# What is required
Give again, word for word, only the lines from the one containing "Each instance receives a single keypoint. Tag the shrub" through the final line.

## Start

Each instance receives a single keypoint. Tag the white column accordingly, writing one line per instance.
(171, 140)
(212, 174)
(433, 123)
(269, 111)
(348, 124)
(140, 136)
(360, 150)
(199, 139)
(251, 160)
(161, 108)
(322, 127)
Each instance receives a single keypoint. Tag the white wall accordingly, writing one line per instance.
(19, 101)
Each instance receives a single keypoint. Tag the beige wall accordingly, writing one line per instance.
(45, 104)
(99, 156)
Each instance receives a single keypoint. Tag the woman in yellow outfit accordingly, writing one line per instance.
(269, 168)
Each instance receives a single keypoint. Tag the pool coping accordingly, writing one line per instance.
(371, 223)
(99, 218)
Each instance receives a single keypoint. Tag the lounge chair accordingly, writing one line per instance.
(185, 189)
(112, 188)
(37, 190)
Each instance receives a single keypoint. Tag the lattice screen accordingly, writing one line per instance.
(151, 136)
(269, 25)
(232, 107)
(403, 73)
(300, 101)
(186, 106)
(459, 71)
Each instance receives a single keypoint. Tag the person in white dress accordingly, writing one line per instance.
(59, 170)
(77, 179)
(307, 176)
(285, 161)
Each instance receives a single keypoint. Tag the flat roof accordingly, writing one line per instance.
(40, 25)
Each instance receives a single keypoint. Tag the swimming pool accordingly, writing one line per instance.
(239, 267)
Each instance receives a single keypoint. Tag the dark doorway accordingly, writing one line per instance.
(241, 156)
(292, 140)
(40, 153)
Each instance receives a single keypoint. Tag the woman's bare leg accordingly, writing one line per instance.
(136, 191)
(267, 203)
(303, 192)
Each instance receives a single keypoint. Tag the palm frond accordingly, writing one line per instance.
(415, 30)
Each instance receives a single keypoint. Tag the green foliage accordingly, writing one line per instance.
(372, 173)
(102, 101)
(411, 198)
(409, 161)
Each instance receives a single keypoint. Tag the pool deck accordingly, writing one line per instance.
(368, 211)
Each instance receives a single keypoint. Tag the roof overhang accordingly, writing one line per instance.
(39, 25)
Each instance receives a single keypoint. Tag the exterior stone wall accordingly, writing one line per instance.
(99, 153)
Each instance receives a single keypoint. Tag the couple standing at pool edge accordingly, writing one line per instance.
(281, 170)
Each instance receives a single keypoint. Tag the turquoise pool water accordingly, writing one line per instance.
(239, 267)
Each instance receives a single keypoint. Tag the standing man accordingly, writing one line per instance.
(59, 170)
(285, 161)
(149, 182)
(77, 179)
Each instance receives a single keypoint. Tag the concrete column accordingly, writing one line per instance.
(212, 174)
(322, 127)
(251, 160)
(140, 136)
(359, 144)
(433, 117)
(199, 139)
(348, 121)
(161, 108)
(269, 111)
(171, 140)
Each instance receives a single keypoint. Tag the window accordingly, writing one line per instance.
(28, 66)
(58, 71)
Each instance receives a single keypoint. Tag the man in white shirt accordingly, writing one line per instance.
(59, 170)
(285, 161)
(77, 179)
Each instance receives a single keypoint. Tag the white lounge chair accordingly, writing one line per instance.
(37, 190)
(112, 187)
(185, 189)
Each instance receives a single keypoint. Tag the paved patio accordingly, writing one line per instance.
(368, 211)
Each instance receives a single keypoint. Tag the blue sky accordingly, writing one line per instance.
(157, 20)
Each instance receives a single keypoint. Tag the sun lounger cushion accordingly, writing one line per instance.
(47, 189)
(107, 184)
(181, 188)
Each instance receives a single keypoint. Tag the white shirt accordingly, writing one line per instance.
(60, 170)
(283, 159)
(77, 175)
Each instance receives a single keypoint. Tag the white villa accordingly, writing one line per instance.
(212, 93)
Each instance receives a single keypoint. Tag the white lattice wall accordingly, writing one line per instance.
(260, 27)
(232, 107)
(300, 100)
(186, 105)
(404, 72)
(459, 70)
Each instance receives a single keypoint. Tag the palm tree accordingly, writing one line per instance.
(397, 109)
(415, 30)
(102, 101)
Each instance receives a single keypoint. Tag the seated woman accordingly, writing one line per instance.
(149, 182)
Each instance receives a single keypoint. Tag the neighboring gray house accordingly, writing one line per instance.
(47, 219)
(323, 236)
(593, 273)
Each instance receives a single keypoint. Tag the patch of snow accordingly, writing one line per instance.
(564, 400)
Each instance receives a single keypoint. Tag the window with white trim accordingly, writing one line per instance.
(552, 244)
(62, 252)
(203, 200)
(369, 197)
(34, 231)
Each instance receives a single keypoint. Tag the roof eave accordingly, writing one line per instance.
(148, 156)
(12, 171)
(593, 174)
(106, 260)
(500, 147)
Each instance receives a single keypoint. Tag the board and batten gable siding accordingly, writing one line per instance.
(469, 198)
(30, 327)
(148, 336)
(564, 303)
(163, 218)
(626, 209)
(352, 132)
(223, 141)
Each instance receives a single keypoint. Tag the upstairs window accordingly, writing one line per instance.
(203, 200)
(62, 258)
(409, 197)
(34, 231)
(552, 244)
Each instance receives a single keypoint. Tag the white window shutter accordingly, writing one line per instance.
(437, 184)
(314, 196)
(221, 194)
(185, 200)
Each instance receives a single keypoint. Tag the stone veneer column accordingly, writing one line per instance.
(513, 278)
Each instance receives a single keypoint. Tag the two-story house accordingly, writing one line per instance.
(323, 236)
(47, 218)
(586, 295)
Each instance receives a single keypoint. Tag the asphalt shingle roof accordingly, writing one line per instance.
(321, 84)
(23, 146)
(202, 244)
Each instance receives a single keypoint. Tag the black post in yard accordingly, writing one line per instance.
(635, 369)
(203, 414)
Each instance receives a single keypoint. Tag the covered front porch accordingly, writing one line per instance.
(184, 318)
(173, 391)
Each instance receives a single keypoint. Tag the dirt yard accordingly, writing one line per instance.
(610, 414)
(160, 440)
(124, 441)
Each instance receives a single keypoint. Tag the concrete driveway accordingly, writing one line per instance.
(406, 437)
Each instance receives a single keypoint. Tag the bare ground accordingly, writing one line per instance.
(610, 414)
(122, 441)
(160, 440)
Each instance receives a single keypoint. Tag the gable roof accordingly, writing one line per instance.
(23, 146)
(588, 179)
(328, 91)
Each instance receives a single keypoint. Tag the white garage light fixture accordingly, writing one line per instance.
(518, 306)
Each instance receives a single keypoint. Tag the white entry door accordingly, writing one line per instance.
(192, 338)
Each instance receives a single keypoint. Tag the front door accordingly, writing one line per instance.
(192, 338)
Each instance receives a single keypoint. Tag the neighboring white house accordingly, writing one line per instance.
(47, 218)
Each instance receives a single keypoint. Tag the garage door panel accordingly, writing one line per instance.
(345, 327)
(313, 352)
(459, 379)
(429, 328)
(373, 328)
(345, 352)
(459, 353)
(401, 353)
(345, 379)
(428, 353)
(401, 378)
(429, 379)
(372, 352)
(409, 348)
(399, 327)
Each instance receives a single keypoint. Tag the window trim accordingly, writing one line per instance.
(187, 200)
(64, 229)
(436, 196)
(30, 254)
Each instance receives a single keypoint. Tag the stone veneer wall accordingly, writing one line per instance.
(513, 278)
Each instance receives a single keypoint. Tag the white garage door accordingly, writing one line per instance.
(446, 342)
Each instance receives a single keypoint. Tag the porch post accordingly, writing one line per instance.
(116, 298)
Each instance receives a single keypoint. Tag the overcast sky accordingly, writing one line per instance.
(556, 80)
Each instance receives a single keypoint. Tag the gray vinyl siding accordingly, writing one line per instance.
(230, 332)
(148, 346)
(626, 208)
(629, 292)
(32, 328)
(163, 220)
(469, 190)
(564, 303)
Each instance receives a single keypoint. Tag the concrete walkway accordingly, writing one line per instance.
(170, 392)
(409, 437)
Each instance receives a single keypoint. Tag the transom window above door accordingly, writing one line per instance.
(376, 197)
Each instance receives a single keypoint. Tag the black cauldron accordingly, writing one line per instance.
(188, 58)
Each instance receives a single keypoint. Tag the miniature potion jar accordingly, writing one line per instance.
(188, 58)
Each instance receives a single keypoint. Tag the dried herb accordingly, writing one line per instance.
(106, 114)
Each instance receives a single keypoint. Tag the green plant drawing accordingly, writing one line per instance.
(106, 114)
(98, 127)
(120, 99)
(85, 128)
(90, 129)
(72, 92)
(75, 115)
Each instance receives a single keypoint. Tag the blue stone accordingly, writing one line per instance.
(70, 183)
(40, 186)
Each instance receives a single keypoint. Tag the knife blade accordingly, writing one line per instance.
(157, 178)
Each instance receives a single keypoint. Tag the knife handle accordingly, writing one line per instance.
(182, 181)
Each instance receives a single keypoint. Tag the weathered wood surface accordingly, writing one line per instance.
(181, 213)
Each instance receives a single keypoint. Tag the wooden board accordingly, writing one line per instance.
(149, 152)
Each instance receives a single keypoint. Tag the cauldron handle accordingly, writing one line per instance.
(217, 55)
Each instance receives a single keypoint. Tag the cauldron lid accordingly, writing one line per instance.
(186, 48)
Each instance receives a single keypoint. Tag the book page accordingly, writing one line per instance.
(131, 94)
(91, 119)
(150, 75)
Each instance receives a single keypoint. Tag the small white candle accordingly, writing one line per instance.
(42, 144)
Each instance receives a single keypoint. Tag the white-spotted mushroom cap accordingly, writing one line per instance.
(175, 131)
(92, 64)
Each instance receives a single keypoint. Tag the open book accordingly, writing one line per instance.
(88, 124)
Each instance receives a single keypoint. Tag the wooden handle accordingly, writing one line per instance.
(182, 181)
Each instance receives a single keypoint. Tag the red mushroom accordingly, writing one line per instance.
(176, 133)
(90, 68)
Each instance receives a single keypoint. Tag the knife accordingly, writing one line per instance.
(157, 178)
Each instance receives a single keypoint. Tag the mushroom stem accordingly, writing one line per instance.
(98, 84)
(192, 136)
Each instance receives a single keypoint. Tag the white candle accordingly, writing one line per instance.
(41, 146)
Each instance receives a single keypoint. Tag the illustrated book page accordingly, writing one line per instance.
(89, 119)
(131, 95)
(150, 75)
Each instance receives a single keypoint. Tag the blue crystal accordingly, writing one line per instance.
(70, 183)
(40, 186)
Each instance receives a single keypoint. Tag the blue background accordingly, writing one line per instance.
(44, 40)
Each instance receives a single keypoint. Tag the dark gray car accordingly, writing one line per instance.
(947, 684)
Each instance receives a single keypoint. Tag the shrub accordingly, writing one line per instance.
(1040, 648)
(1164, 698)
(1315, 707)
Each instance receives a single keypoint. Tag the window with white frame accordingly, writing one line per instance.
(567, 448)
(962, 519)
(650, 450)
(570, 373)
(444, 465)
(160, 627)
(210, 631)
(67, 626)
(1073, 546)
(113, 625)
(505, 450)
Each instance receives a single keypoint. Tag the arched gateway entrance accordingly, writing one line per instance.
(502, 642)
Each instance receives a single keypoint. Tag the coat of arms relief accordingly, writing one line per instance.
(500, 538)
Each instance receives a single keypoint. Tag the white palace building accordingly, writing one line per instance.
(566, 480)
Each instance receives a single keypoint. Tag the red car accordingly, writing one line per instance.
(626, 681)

## End

# Solution
Each instance receives a single keypoint. Tag the shrub accordingly, writing one line per instance.
(1040, 648)
(1164, 698)
(1315, 707)
Each instance receives a single keypoint. Tag the window with white frame accordingly, writing one line per instance.
(567, 448)
(962, 519)
(650, 450)
(570, 373)
(444, 465)
(160, 627)
(210, 631)
(67, 626)
(1073, 546)
(113, 625)
(505, 450)
Each instance receives a single keypoint. Tag the arched gateway entrance accordingly, writing one line per instance.
(502, 642)
Each instance receives a single keypoint. Tag the coat of arms relief accordingly, writing one line per instance.
(500, 538)
Each instance receives a single keypoint. Tag the white palace building accordingly, writing one line per instance.
(566, 480)
Each instance receives a single keypoint. Tag the red car accordingly, writing one line per instance.
(626, 681)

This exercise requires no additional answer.